• **Task instructions**
In full and without alteration, give the listing again.

• **Supplied entries**
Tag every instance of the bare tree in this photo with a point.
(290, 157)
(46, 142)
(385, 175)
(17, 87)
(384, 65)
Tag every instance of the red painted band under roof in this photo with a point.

• **Output of the exercise**
Tag every instance of the bare tree in this photo with a point.
(290, 157)
(46, 142)
(385, 175)
(17, 87)
(384, 65)
Tag every instance of the red painted band under roof in this photo with a point.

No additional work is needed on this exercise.